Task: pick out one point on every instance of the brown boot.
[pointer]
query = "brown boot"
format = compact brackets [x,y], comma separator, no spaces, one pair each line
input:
= = =
## GOAL
Please set out every line of the entries above as a numbered list, leaving out any blank lines.

## RESPONSE
1. Task: pick out one point on every instance of the brown boot.
2. [pointer]
3. query = "brown boot"
4. format = compact brackets [x,y], comma separator, no spaces, one pair each line
5. input:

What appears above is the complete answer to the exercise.